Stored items
········
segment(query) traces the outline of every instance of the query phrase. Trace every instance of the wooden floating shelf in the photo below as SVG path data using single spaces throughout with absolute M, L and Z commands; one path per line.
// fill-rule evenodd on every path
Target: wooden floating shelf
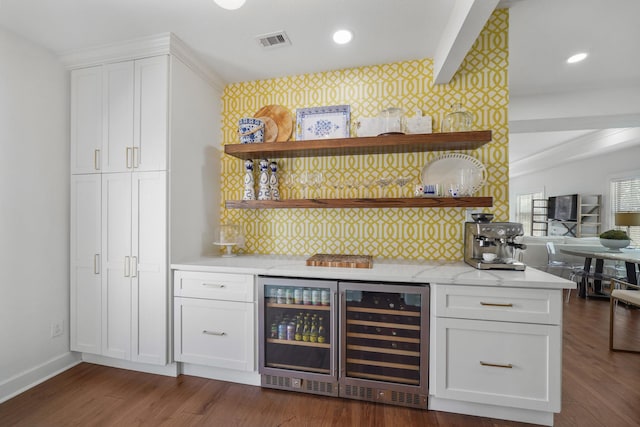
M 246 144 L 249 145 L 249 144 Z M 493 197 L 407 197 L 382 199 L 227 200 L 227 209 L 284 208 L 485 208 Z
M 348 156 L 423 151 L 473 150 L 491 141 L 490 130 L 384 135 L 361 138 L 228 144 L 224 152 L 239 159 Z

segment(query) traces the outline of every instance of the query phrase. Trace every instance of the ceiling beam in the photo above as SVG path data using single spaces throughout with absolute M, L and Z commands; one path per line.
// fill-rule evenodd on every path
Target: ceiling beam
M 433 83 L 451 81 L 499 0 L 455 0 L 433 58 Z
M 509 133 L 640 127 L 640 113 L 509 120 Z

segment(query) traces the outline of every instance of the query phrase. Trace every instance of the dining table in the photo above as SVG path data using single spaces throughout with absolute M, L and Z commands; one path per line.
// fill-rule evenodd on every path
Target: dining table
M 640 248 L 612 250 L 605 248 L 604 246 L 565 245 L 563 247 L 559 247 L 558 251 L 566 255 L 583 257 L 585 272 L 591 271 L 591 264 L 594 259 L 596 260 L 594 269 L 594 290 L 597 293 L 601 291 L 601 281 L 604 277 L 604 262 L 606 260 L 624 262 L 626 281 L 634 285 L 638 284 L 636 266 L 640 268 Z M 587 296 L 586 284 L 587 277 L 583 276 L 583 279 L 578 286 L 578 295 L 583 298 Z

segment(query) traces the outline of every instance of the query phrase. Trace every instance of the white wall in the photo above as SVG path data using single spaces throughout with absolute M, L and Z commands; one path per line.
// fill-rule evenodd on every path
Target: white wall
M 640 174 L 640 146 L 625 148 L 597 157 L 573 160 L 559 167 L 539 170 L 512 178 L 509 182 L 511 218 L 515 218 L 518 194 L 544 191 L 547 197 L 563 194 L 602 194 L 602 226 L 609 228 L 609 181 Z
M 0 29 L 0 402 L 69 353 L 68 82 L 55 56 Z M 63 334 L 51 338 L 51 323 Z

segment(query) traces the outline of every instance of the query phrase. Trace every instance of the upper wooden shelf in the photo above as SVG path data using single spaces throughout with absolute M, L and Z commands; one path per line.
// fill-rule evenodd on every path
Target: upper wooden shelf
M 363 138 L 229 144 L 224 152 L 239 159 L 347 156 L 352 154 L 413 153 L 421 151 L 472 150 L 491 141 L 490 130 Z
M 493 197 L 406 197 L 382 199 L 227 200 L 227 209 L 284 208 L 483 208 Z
········
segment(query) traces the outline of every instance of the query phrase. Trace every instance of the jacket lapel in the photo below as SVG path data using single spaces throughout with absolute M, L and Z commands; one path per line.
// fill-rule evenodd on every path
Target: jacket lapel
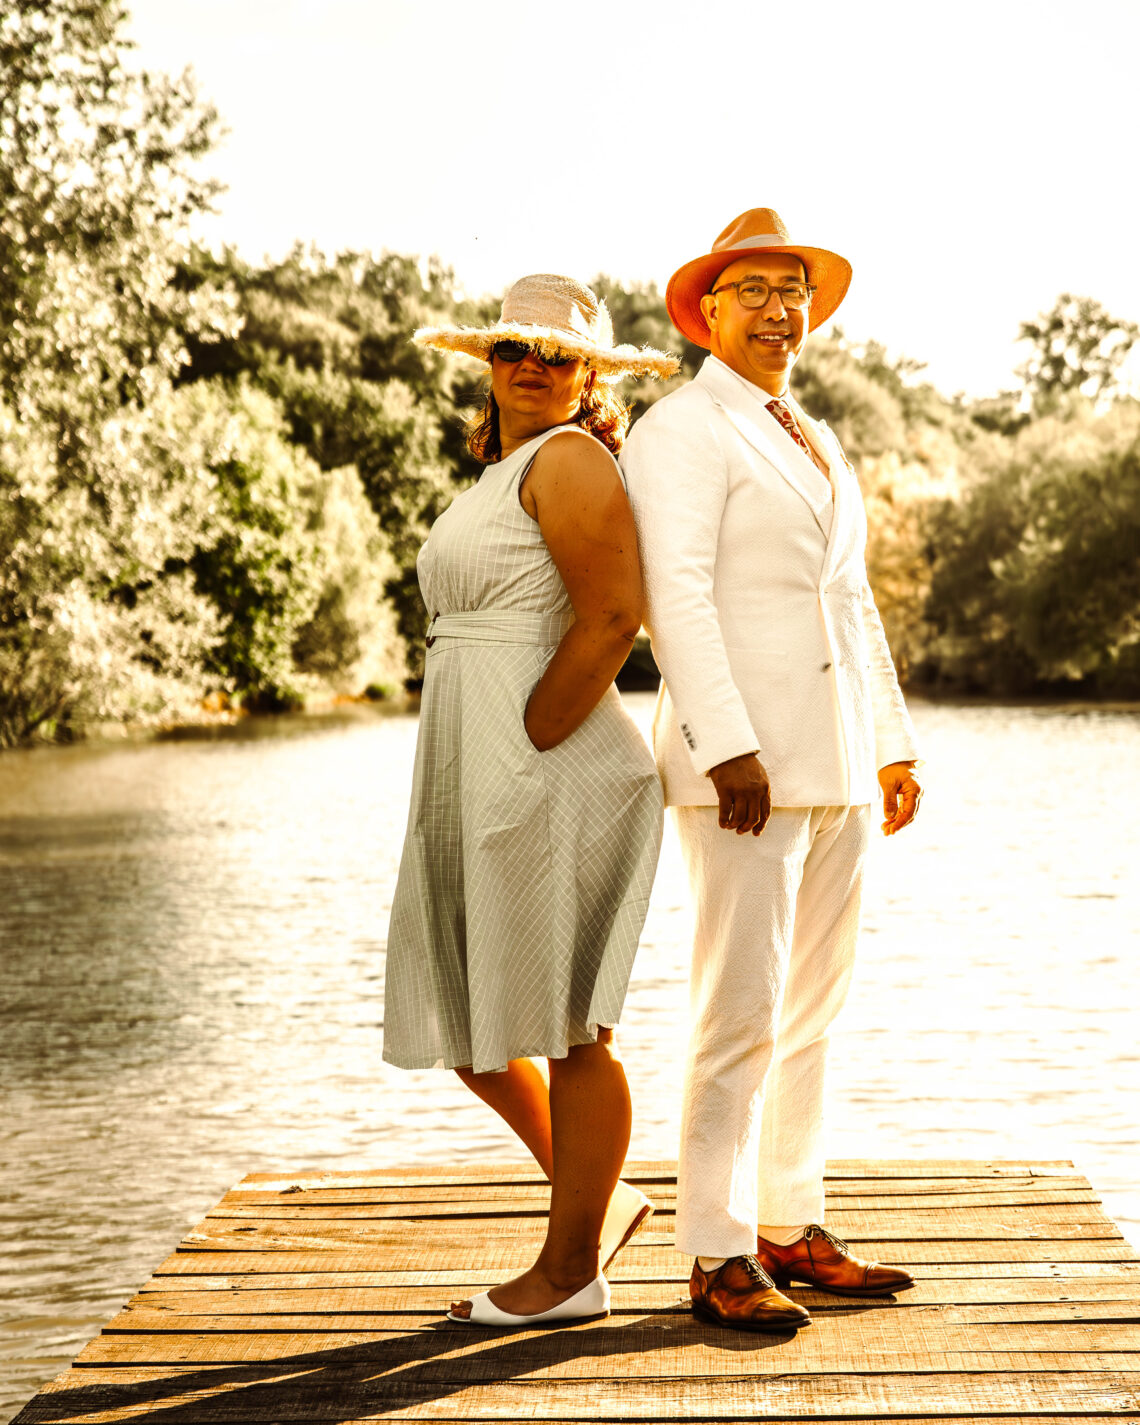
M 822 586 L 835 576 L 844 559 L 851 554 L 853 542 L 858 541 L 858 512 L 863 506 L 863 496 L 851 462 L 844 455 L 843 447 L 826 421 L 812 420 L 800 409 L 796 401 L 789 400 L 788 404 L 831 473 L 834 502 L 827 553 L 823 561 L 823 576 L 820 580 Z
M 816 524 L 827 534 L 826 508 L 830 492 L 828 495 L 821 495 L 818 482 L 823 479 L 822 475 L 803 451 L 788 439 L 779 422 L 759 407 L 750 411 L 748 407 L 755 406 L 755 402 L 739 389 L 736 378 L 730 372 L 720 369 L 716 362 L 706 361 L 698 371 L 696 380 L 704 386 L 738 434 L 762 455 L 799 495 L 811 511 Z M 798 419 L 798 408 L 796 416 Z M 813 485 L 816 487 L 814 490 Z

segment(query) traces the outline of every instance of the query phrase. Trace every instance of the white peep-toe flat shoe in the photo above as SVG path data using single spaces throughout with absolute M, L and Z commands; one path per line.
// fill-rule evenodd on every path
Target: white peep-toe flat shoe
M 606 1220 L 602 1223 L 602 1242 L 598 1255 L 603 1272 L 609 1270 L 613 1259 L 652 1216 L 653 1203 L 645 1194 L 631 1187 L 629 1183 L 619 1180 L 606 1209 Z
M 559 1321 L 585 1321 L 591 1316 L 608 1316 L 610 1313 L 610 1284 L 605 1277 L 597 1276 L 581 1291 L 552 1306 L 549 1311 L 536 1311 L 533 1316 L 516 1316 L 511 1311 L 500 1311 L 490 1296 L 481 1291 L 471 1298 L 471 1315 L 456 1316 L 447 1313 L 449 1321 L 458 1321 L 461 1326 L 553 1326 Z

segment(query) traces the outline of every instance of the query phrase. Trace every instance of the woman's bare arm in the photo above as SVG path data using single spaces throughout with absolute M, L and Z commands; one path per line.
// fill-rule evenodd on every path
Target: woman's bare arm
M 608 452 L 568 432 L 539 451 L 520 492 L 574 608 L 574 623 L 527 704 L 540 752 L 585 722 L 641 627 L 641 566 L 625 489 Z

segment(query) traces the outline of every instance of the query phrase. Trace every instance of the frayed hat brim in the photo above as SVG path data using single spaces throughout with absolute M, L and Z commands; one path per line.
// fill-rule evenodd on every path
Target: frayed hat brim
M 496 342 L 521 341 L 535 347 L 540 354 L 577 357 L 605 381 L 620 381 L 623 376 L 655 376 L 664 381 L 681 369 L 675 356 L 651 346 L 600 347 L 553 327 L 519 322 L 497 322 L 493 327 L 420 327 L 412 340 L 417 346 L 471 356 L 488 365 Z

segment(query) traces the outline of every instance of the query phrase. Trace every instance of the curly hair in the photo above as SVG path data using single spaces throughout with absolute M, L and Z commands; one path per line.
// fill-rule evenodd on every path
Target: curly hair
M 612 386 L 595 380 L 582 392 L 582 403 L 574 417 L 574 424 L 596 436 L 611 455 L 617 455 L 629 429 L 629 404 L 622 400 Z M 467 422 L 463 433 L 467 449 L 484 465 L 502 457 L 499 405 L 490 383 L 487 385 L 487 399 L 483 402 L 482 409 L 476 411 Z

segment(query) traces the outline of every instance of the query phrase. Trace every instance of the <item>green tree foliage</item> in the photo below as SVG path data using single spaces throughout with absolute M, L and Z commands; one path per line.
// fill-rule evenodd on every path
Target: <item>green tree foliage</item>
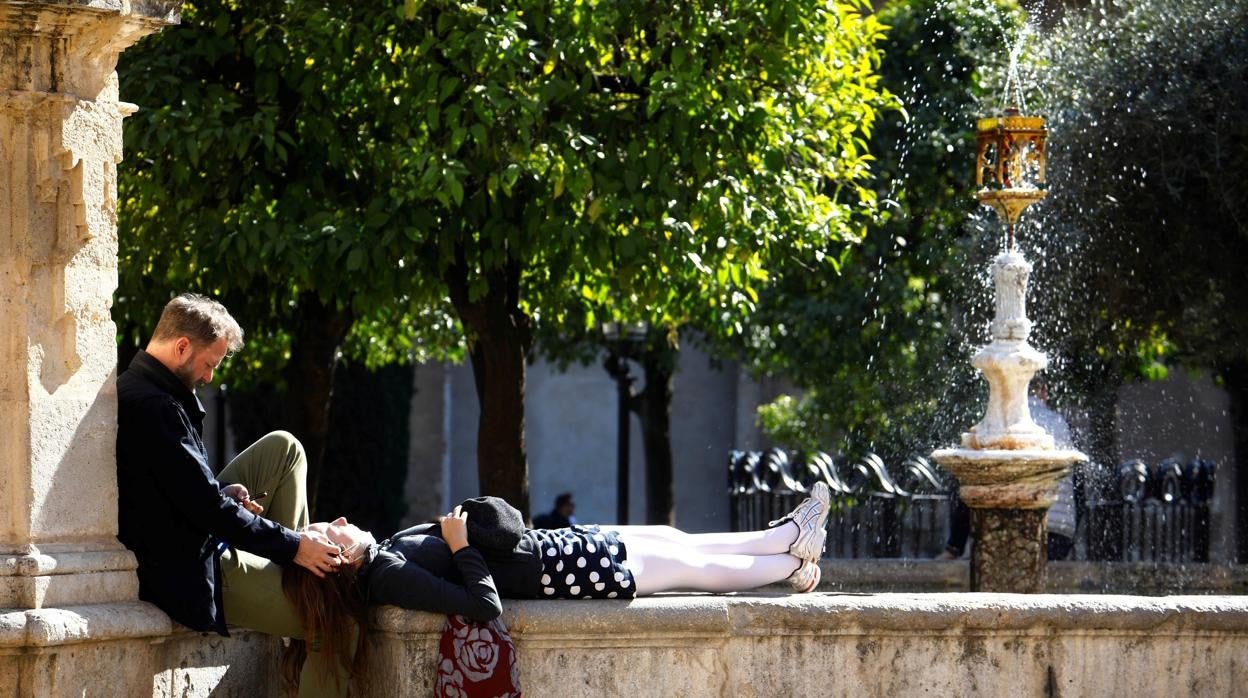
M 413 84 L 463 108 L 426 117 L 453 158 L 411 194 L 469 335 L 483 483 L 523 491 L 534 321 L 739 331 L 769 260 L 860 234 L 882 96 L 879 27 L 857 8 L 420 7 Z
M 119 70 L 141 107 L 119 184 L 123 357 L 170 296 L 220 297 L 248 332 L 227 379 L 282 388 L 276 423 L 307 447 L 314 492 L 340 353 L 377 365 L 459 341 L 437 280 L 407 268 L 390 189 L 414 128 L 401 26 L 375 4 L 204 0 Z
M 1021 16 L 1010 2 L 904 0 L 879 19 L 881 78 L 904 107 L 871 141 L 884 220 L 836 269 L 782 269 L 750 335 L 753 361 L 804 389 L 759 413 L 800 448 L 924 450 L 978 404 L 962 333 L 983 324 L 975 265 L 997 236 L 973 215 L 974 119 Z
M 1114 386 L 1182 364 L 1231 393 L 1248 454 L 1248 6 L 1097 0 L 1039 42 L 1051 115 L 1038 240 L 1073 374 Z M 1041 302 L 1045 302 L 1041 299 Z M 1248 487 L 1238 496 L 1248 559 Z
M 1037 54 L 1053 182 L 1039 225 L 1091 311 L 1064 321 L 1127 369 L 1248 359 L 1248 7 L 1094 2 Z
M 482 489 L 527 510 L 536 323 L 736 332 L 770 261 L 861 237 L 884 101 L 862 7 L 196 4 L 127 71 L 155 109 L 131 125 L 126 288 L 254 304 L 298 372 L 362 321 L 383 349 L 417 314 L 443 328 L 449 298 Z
········
(Work instruction) Show every line from the entries above in which "below" appears.

(Task output)
segment(query) traces the outline of every instance of the query phrase. Trace every instance of the wooden floating shelf in the photo below as SVG path data using single spaces throughout with absolute M, L and Z commands; one path per line.
segment(query) traces the outline of every instance of the query phrase. Trace every instance of the jacket lapel in the photo below as SVG path data using single spaces throughout with absolute M, L and Z commands; one path per line.
segment(query) traces the outline of every instance of the query phrase. Trace every instance of the <item>green tree foliage</item> in the photo below as SVG path data using single spaces throughout with absolute M, L and Z commands; one path per line.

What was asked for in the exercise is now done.